**EXCERPT PROVIDED**:
I'm much more pessimistic than you are. I've never believed that Trump has much in the way of concrete objectives, and even less appreciation for how to use the government bureaucracy to accomplish things. He does seem to be recruiting some people with objectives, but most of them have little or no experience in working in large organizations. He may do less damage than Harris would have done, but I don't expect much in the way of achievements.
A laudatory change would be that no one in the executive branch has job protection of any kind- when the President changes he or she has the power to replace every single member that works for the executive branch.
Remember, there was a reason for creation of the civil service - all government jobs were filled by partisans, giving them out to their friends and family. This was not only policy makers and implementers - there weren't very many policies to make or implement through the federal bureaucracy. It included ladies sweeping the floors, men delivering the mail, collectors of taxes, etc. A much bigger problem at the state and municipal level, where it included police, building inspectors, road construction, you name it.
I've often wondered how differently things would have turned out if the civil service had never been invented. I don't think things would be any worse as far as the deep state goes, but would they be any better? It would probably be just a different kind of untameable swamp.
Whenever I see “liberalism” bandied about, I think of the Stanford encyclopedia of philosophy entry: https://plato.stanford.edu/entries/liberalism/#ClaLib and wonder. But then great minds like Furedi, Rufo, and Lyons pull me back to reality. Pragmatically, they seem to be asking the same question, “how?” Or as the early Russian radicals might have phrased it “What is to be done?”

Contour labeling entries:
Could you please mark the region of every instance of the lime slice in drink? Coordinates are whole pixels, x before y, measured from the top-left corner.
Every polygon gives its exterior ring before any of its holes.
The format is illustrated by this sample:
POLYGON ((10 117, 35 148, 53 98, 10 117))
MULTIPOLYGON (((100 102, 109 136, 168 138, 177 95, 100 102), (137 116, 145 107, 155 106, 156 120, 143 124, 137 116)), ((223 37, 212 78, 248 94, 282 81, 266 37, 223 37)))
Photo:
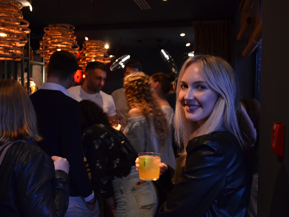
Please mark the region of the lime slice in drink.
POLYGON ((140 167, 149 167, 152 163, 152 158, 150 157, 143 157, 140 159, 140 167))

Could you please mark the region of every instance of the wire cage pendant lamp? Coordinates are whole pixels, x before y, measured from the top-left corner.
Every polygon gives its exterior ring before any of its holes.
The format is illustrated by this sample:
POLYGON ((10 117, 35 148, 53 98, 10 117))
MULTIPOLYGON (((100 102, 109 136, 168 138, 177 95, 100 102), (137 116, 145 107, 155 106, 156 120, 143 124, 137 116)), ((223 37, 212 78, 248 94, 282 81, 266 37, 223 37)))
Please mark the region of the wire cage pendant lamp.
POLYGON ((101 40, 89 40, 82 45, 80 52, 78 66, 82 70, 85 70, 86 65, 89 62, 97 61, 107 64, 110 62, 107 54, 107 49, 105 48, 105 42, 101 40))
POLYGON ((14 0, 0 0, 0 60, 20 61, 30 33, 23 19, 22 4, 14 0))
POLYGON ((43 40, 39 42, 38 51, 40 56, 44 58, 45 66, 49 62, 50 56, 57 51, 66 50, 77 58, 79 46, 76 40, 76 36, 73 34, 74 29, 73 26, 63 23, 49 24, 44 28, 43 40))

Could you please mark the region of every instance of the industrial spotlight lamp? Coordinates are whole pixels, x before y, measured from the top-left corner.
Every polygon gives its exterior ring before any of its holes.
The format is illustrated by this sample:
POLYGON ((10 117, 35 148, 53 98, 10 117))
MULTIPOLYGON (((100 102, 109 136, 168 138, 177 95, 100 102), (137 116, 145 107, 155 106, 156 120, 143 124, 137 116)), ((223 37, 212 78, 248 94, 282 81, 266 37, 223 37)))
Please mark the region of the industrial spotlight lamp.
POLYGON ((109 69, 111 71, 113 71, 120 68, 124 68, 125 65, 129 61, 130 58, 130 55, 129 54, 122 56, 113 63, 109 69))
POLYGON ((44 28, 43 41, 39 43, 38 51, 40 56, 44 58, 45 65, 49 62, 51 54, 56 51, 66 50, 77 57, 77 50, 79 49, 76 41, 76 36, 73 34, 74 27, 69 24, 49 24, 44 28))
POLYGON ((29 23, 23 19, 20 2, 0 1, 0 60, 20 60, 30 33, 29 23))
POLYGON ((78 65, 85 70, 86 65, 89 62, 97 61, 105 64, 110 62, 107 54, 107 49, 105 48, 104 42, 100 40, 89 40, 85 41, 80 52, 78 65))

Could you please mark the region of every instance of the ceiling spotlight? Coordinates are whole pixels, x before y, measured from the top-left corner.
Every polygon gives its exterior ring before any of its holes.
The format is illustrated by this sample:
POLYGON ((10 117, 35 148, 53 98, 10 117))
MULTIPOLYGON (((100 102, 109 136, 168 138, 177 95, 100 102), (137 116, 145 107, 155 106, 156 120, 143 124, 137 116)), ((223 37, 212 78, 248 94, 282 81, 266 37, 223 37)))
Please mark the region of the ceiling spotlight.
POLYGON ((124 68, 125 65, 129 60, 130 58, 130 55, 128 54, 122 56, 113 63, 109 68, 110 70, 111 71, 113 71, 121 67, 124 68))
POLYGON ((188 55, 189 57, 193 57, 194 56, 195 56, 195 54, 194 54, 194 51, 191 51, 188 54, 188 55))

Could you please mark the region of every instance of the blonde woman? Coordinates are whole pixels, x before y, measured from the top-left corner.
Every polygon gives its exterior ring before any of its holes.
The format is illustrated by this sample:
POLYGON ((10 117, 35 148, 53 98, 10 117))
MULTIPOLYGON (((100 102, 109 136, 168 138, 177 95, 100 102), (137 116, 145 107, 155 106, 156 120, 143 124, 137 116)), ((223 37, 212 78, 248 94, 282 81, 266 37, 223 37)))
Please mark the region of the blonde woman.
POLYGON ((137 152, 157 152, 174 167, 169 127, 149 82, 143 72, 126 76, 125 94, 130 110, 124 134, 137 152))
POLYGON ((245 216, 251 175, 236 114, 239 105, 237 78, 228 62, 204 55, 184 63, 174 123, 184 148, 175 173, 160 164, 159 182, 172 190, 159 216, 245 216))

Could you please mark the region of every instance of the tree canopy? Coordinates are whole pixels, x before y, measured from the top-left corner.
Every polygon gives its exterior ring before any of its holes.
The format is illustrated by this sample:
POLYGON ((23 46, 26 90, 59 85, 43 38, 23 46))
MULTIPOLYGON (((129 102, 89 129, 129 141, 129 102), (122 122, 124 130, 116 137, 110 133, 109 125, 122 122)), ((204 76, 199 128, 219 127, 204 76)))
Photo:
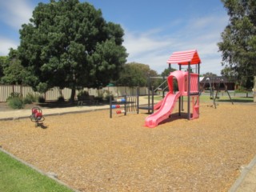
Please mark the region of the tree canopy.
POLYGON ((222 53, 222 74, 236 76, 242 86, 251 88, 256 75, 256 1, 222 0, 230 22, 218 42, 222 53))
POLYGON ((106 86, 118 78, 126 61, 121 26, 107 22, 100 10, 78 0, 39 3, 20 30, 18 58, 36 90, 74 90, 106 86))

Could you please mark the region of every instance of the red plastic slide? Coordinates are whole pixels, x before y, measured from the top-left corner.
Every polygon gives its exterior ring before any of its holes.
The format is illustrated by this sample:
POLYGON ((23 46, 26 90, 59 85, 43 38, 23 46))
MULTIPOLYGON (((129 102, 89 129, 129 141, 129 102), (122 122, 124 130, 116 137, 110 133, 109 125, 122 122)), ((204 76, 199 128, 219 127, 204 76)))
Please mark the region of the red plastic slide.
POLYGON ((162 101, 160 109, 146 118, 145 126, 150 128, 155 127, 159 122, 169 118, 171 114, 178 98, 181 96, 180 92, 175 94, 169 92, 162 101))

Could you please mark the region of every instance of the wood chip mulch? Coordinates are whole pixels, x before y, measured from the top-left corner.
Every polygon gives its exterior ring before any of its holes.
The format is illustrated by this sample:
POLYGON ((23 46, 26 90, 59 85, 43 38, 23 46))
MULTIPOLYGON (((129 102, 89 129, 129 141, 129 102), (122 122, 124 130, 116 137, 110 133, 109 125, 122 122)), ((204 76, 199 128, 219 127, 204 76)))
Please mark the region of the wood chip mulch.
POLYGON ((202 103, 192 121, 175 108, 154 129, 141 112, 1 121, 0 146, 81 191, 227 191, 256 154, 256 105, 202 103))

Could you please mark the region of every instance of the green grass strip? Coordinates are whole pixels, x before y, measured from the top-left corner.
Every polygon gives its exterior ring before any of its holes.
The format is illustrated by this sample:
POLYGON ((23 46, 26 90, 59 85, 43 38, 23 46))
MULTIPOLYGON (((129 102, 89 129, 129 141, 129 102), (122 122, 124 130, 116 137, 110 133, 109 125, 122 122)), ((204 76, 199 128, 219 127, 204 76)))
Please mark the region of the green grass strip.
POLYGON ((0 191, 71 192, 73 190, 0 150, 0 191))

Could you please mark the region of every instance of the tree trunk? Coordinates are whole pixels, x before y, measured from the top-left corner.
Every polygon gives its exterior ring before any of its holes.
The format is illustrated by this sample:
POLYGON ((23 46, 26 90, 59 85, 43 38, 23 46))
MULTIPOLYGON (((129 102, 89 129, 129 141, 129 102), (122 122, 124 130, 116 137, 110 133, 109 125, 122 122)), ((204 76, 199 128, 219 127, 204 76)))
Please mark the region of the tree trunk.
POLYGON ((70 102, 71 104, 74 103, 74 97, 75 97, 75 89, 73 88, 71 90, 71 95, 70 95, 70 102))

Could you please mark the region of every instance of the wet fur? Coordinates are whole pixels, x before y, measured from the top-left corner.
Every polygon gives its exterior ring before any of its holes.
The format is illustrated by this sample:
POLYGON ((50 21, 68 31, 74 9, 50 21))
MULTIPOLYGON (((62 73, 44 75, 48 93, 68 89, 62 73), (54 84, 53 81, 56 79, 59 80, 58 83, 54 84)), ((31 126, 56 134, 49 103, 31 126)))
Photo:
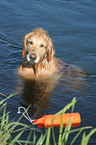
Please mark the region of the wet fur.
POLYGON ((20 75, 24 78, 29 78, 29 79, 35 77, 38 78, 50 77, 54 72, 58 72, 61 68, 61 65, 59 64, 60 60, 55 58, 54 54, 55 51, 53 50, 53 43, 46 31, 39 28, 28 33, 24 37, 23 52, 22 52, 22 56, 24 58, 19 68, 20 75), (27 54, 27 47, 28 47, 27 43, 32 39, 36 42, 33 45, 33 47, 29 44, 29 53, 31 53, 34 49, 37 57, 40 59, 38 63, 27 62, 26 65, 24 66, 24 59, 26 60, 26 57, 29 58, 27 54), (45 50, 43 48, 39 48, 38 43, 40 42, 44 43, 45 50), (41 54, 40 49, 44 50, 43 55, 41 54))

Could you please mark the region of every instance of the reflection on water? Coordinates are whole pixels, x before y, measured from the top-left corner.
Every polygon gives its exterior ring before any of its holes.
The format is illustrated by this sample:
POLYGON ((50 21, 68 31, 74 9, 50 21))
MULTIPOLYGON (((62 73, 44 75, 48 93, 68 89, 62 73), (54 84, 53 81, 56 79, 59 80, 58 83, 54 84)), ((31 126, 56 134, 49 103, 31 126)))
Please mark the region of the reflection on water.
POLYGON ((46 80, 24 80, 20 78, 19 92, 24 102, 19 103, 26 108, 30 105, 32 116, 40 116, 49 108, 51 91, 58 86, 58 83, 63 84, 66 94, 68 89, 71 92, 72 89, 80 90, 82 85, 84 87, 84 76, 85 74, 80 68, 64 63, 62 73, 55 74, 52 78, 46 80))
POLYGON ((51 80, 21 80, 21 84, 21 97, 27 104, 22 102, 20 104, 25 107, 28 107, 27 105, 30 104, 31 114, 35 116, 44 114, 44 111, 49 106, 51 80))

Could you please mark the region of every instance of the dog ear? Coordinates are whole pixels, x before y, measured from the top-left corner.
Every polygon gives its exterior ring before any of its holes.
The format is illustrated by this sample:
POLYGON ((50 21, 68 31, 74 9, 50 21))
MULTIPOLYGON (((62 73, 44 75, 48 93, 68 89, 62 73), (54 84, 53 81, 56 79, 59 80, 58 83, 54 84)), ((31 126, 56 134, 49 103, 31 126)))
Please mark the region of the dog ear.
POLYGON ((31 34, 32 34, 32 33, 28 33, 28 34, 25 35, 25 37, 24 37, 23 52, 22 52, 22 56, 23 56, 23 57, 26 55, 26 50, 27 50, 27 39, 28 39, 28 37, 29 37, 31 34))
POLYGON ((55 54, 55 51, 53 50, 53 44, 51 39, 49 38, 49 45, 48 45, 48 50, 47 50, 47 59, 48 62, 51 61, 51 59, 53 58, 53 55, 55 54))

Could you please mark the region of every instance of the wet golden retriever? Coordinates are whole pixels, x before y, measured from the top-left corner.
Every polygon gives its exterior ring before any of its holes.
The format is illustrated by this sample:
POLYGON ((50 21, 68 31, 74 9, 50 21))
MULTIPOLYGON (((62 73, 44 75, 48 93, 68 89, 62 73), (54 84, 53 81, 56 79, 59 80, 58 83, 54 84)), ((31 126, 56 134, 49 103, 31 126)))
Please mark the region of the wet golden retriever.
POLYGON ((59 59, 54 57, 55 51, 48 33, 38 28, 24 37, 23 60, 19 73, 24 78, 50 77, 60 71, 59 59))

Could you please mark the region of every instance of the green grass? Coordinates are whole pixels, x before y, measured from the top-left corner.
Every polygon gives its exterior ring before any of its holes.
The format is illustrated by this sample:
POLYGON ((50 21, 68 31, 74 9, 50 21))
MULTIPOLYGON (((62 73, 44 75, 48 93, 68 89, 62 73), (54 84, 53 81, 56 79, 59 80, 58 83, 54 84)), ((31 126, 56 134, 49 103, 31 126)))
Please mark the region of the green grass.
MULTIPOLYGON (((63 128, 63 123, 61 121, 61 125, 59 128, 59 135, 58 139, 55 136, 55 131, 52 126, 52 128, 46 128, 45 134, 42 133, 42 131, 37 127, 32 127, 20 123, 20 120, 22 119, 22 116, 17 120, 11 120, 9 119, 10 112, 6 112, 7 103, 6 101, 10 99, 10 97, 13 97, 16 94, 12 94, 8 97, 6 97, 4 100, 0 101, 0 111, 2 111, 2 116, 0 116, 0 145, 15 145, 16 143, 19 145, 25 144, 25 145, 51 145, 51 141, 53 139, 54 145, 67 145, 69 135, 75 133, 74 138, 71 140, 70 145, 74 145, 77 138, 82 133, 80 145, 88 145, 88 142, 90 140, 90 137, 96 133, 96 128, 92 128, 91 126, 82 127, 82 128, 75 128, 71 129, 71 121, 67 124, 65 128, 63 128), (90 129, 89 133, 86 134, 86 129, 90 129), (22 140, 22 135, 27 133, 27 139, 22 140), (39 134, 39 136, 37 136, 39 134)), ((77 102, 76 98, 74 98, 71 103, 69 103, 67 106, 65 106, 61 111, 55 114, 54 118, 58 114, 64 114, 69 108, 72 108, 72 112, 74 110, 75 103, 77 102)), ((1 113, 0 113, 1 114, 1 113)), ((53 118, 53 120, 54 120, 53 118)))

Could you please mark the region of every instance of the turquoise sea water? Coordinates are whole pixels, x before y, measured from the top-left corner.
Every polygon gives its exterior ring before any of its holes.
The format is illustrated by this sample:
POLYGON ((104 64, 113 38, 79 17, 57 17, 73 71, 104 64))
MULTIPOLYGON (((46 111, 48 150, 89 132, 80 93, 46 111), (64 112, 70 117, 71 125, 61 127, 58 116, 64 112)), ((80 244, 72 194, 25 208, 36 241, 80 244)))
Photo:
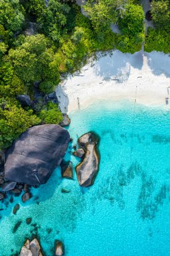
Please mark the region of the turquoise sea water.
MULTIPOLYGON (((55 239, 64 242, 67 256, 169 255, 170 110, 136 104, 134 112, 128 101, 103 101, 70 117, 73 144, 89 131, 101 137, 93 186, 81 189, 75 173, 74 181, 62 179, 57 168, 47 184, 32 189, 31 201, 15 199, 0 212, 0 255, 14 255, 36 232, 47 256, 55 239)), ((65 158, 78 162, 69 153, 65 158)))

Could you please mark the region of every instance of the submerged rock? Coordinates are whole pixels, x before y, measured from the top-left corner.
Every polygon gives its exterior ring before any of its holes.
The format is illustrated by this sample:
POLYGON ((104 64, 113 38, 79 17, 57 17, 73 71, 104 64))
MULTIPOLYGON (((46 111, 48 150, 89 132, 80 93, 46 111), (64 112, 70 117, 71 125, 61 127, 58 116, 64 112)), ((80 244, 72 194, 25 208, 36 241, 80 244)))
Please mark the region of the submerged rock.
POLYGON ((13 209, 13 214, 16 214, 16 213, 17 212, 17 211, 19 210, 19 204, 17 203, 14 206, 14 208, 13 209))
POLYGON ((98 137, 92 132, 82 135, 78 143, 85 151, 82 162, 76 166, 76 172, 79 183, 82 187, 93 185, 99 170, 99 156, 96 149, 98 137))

**WHAT IS ASKED**:
A. In the comment thread on Trump and the civil service, why was the civil service created?
B. From the comment thread on Trump and the civil service, copy the part that opens with the words containing "Remember, there was" and closes with "of untameable swamp.".
C. Write more of the comment thread on Trump and the civil service, picking up after its final sentence.

**ANSWERS PER TASK**:
A. All government jobs had been filled by partisans, who gave them out to their friends and family.

B.
Remember, there was a reason for creation of the civil service - all government jobs were filled by partisans, giving them out to their friends and family. This was not only policy makers and implementers - there weren't very many policies to make or implement through the federal bureaucracy. It included ladies sweeping the floors, men delivering the mail, collectors of taxes, etc. A much bigger problem at the state and municipal level, where it included police, building inspectors, road construction, you name it.
I've often wondered how differently things would have turned out if the civil service had never been invented. I don't think things would be any worse as far as the deep state goes, but would they be any better? It would probably be just a different kind of untameable swamp.

C.
Furedi gets to the root of the matter:
“It is important to understand that the politicisation of the Courts violates a founding principle of democracy – liberal democracy, social democracy, Christian democracy are founded upon the principal that law and politics must be kept as far from each other as possible. What we have today is not simply the case of a traditional judicial over-reach but a situation where the rule of law is systematically deployed to serve political end.” The new administration will be in an all out war with the lawfarists. And the lawfarists are well supplied with ambiguous statutory ammunition to delay and thwart any attempt at progress.
How to win? Repeal the statutes.
Rufo’s head is in the right place and there is nothing wrong with his proposed strategy, however, it seems like just mowing the lawn to make the weeds less obvious. The weeds have to be pulled out by the roots. I would suggest considering adding to his strategy issuing an OMB requirement for each government agency or other body to submit a list of each of the statutes under which the agency has ever promulgated a regulation and the most significant regulations issued under each. The first budget the administration presents to Congress should include legislative proposals to repeal the underlying statute for every harmful regulation. No deregulation without statutory repeals or else it is all just temporary and the lawfarists still have their weapons to fight progress.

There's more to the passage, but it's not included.